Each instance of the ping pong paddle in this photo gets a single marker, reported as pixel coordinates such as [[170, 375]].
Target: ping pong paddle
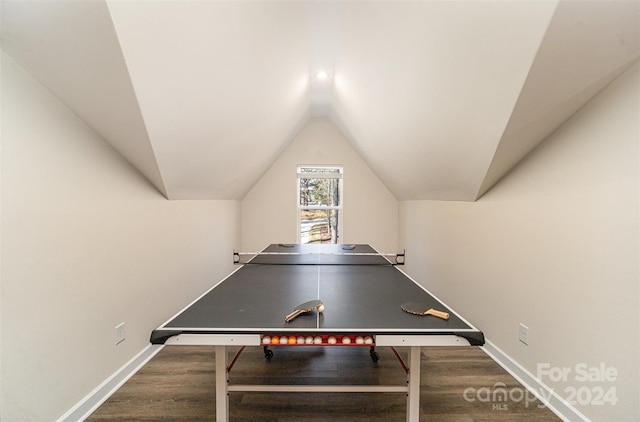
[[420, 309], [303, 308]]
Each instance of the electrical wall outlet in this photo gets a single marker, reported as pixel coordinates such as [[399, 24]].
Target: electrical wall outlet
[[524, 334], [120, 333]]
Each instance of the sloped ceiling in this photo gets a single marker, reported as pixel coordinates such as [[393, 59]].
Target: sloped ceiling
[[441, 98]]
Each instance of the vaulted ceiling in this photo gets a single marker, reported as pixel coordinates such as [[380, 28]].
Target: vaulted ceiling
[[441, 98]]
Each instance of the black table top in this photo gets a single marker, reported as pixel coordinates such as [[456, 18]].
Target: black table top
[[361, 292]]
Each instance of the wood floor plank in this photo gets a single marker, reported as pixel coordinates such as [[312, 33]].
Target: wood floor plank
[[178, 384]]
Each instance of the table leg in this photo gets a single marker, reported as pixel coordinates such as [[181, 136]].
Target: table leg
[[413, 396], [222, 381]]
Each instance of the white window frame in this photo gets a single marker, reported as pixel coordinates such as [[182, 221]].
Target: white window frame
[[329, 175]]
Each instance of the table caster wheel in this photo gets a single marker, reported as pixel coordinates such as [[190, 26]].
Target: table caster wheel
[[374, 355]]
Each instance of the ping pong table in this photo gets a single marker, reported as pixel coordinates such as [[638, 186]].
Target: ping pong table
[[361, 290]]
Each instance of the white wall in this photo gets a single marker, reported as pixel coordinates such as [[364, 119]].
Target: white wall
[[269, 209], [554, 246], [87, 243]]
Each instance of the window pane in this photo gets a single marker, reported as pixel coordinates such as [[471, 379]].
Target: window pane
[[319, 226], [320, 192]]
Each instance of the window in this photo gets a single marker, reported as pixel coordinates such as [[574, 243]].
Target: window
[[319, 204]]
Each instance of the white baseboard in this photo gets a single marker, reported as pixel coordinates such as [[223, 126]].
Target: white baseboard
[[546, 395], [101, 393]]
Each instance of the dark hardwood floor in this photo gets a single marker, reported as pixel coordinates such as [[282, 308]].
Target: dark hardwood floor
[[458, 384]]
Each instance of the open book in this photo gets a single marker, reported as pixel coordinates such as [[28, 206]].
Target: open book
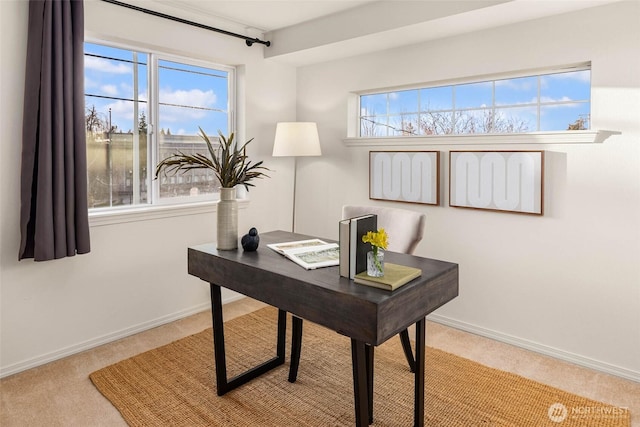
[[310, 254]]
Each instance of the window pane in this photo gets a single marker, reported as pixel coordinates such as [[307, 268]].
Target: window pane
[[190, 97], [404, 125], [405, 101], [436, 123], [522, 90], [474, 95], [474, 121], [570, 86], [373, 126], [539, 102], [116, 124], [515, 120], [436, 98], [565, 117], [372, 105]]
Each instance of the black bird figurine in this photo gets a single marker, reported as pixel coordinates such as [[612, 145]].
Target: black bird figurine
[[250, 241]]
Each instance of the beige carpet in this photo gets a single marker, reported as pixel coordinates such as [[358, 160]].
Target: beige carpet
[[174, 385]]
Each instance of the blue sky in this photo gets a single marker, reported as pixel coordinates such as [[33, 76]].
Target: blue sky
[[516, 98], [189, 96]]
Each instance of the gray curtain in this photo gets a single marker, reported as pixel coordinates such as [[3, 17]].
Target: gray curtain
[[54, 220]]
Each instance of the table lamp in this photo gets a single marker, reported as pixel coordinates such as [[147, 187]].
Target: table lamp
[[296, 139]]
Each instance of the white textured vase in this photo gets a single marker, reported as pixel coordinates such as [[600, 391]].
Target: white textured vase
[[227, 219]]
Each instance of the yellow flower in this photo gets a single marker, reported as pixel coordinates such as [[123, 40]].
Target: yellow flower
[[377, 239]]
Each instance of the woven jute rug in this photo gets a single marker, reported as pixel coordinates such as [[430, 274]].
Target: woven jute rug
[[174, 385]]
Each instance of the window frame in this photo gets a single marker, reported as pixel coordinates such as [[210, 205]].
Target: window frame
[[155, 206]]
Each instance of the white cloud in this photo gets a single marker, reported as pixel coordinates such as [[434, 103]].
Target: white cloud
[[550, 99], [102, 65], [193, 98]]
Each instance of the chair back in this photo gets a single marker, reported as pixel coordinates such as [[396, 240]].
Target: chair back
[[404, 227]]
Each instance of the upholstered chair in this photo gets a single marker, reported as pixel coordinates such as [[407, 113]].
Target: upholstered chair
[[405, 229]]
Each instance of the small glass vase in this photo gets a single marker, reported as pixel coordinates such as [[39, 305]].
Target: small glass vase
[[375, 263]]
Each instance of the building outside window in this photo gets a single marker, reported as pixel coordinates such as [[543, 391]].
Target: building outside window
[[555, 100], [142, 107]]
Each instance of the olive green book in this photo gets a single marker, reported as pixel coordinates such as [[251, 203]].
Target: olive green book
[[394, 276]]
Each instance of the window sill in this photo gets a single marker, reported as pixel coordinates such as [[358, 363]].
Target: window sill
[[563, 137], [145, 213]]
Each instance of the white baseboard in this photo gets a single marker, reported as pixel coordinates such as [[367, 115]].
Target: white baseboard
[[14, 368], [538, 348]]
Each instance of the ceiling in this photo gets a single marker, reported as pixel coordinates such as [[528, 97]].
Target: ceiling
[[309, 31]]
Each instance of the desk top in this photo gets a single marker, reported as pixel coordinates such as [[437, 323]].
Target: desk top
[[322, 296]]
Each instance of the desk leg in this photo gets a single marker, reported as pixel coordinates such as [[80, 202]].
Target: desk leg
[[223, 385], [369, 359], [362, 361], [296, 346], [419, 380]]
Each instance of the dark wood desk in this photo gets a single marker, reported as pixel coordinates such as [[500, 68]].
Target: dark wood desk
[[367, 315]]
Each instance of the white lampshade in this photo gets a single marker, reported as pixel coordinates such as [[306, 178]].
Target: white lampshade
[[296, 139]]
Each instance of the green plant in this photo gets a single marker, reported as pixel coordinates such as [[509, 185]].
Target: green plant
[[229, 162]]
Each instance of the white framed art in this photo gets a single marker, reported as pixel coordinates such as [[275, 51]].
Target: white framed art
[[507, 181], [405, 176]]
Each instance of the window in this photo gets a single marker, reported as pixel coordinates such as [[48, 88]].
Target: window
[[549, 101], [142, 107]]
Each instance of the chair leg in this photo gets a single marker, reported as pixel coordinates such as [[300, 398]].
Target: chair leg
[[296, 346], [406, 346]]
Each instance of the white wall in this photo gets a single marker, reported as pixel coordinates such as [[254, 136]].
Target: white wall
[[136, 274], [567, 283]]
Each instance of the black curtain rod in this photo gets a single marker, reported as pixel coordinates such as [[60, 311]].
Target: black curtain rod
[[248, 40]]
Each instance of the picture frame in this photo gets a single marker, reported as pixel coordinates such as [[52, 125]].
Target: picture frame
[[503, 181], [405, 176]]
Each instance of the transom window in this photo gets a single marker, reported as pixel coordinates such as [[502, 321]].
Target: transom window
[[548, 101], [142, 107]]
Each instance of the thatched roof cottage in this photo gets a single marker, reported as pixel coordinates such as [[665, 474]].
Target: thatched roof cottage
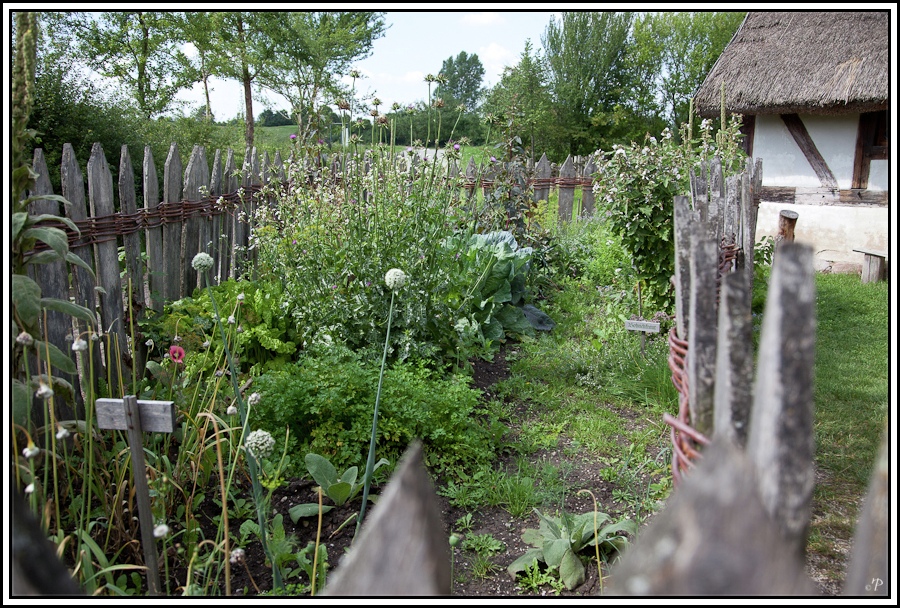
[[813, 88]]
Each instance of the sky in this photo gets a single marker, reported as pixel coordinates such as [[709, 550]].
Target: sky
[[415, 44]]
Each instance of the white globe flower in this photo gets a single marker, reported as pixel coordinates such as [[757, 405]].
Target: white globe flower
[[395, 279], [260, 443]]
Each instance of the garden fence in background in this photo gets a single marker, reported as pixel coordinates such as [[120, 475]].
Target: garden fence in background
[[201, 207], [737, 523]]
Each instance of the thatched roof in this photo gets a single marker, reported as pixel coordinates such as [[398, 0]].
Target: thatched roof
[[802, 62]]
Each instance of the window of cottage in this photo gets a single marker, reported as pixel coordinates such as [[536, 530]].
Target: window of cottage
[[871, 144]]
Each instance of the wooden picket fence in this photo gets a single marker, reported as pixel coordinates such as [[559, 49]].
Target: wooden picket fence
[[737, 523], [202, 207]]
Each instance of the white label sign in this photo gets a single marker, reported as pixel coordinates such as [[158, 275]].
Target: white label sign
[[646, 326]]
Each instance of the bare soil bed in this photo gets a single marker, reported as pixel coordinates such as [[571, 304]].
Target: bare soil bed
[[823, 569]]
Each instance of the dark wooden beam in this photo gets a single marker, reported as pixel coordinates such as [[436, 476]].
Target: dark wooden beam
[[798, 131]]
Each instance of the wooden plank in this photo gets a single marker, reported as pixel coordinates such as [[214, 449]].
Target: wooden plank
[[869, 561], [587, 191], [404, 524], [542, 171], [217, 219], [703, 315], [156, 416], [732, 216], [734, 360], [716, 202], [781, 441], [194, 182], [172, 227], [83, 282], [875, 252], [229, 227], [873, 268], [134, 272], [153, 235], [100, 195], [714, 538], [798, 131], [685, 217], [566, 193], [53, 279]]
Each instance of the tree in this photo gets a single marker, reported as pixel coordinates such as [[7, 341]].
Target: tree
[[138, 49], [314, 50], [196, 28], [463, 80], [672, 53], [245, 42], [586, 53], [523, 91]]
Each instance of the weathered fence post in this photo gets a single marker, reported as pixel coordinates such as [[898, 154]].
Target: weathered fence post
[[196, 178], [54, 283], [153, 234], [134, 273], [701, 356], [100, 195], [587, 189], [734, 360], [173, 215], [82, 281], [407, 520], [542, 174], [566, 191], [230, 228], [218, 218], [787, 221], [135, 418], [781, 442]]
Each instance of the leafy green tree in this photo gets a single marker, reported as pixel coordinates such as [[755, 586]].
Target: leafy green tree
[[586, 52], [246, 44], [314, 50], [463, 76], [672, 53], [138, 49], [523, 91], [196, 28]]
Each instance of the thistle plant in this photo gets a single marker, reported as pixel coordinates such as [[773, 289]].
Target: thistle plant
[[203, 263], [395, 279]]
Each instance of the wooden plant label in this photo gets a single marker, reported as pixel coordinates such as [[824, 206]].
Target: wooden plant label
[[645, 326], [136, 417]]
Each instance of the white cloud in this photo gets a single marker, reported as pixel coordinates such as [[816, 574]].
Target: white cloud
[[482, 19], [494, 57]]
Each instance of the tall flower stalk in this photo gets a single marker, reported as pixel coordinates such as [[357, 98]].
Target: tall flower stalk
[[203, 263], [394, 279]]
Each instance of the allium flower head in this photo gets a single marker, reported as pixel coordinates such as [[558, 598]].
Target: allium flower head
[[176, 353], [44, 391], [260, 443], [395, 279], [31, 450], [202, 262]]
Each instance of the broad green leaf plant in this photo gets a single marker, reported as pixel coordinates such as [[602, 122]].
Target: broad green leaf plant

------------------------------------------------

EXERCISE: Only lines belong in the copy: transcribe those from the start of the data through the line that contains "Each instance of the electrical", and skip the pictures.

RESULT:
Each instance of the ping pong paddle in this photo gets a single marker, reported as pixel coordinates such as [[170, 375]].
Target: ping pong paddle
[[420, 309], [303, 308]]
Each instance of the electrical wall outlet in this photo gets a single marker, reported as pixel coordinates such as [[399, 24]].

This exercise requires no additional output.